▶ [Trecho do documento]:
Colega de trabalho de Paulo Tonet, após onze anos em diferentes cargos do Executivo Federal, Marcelo Bechara foi contratado como “Diretor de Regulação” do Grupo Globo, para tratar exclusivamente de questões jurídicas e legislativas. Secretário-executivo do Ministério das Comunicações de 2005 a 2010, nos dois governos de Luiz Inácio Lula da Silva, quando o órgão era comandado por Hélio Costa (PMDB-MG), e conselheiro da Anatel de 2011 a 2015, nas duas gestões de Dilma Rousseff, Bechara hoje transita no Congresso e na Esplanada com facilidade para defender os interesses da empresa.

Mas a reunião desta semana revela uma entrada ostensiva da família Marinho na operação política como há tempos não se via. Mesmo antes e durante o processo de impeachment de Dilma Rousseff, os irmãos só chegaram a se posicionar em agosto de 2015 e, ainda assim, limitaram-se a dialogar com empresários no sentido de ponderar a impertinência da insistência em derrubar a presidenta. Para eles, isso geraria mais instabilidade política e insegurança jurídica, o que não era bom para os negócios num momento de grave crise econômica.

Meses antes, em junho de 2015, em meio a diversas batalhas com uma Câmara controlada por Eduardo Cunha (PMDB-RJ), a ondas negativas da imprensa corporativa dirigidas contra o governo e a manifestações massivas das classes médias a favor do impedimento, Dilma Rousseff chegou a ir ao Rio de Janeiro prestigiar o encontro da não tão relevante Academia Internacional de Televisão e, ainda, homenagear os 50 anos da TV Globo, completados em abril daquele ano.

Agora, a “editorialização” excessiva do jornalismo de todo o Grupo Globo contra Michel Temer comprova, obviamente, que os irmãos Marinho querem a cabeça do presidente da República – e logo.

Fora Temer, mas não a sua agenda

No mercado de mídia, a Globo se antecipou ao dar as informações sobre as delações de Joesley e Wesley Batista, aparentemente sem poupar nomes do governo ou do próprio Aécio Neves (PSDB-MG), que costumava receber tratamento positivo dos Marinho.

À primeira vista, a intenção era não perder o controle da situação e manter a relevância do grupo numa possível nova transição de governo. Por fora do quadro político estrito, os mentores do Grupo Globo não costumam abrir mão de arbitrar e moderar os rumos da política e da economia nacionais, tarefa que sempre outorgaram a si mesmos, como se fosse uma missão do grupo desde a origem. Orbitam e tentam influenciar figuras do meio político, mas também do Judiciário, o poder mais impermeável e hermético, portanto bem menos “republicano”.

▶ [Informações fornecidas]:

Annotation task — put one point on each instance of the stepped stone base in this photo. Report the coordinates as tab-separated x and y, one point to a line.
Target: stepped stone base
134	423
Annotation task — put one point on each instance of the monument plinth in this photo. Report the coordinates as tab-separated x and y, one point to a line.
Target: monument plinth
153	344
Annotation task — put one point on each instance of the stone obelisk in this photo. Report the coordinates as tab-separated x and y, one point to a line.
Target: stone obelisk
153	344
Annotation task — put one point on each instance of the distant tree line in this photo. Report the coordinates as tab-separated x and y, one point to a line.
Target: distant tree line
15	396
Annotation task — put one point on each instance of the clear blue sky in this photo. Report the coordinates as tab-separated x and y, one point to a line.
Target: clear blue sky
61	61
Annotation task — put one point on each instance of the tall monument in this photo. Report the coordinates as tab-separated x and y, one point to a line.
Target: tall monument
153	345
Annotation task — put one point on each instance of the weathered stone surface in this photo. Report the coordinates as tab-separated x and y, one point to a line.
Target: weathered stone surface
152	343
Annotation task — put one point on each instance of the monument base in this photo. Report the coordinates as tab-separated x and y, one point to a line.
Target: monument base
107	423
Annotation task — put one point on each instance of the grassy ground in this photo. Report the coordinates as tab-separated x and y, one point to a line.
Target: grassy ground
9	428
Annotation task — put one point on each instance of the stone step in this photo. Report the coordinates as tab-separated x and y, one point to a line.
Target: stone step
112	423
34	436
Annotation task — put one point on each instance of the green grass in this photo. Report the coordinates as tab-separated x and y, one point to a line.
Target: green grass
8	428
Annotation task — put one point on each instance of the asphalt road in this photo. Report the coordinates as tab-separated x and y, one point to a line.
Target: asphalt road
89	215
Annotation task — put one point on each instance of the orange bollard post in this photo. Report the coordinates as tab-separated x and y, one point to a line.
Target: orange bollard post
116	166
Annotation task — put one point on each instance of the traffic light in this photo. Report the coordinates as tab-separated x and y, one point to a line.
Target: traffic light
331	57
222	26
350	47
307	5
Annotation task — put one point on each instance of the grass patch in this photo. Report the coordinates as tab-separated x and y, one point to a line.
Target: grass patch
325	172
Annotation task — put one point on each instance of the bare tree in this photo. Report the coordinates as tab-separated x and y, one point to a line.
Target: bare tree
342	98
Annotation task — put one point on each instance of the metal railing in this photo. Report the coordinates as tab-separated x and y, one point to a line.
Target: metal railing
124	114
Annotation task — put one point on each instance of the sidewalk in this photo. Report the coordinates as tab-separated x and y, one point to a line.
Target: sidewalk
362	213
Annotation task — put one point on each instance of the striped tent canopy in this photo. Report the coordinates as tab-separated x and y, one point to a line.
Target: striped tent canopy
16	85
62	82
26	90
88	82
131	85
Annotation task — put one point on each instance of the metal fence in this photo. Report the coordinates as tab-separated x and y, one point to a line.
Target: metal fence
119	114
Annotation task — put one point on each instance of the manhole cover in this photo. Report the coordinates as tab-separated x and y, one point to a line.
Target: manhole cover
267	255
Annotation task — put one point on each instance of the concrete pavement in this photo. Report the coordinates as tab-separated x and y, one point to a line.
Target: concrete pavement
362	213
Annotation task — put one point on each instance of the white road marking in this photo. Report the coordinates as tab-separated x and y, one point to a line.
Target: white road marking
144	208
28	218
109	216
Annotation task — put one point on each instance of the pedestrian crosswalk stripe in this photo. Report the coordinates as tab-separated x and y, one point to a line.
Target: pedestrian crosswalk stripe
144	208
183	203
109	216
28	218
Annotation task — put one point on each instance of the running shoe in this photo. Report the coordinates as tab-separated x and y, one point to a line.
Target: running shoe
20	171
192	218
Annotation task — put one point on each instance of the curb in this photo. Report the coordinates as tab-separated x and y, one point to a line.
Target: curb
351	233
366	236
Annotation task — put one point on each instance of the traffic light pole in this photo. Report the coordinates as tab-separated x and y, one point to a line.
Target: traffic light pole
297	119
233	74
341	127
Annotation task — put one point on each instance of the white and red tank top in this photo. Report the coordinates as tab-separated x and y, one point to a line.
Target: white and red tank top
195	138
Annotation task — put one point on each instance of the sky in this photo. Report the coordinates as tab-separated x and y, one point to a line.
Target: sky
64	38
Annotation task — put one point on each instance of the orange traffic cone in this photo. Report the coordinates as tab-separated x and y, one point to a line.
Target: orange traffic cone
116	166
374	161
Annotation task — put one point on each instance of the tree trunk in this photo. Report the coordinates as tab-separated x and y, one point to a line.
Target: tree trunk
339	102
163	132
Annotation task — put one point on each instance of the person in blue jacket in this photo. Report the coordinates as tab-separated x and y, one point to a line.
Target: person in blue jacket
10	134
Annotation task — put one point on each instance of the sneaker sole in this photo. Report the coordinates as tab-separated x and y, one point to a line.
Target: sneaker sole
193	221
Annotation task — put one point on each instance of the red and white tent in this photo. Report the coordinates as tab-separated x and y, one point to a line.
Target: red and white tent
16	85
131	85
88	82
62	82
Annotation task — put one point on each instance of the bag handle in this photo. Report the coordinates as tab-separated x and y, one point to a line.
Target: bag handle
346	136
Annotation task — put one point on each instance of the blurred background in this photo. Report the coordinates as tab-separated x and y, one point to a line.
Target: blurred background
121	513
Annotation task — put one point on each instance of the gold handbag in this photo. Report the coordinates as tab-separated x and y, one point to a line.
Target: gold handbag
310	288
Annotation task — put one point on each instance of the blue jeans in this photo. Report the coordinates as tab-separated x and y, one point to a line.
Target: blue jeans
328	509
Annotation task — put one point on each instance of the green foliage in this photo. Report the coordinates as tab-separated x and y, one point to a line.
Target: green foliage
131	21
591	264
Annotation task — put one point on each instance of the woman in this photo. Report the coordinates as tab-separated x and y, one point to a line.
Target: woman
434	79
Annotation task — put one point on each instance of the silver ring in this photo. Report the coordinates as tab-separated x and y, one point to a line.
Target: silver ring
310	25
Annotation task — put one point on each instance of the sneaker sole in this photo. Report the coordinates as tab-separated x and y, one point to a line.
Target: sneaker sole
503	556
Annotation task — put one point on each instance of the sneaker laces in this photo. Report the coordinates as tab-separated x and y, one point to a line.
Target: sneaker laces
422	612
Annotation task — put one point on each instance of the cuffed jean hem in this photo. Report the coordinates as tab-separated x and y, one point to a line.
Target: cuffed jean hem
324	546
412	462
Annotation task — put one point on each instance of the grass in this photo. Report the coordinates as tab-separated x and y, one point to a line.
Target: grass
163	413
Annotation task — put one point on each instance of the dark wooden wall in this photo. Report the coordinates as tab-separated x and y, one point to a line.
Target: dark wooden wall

▶ [Pedido escrito]: Retome o trecho sobre a atuação política do Grupo Globo e continue-o a partir de onde ele termina. Os registros constituem material independente do trecho.

▶ [Resultado]:
Os questionamentos, então, dizem respeito às razões que levaram o Grupo Globo a, ao embarcar no ataque contra Temer, pôr em risco a agenda programática das reformas, apoiada pelos donos do PIB nacional de forma quase unânime.

Afinal, o apoio editorial e as articulações políticas em torno da derrubada de Temer estão longe de significar uma discordância do Grupo Globo em relação às pautas encabeçadas por ele. Vale lembrar que frações ainda consideráveis do “mercado” seguem bem reticentes em abandonar totalmente a sustentação do governo.

Para ajudar a empurrar Temer e tentar salvar sua agenda, os telejornais globais têm feito uma ginástica retórica em separar a “necessária” aprovação das reformas da figura do presidente ilegítimo. Nessa operação, têm, como é de praxe, omitido informações relevantes, invisibilizado e condenado os argumentos e protestos contrários às reformas.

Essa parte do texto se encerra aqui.